> _EXERCISE DESCRIPTION_:
Copy out all the data, word for word.

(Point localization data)
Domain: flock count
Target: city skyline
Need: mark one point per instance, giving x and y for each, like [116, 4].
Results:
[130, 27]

> _ANSWER BELOW_:
Domain: flock count
Target: city skyline
Need: mark one point per instance, giving x and y for each, like [116, 4].
Results:
[130, 27]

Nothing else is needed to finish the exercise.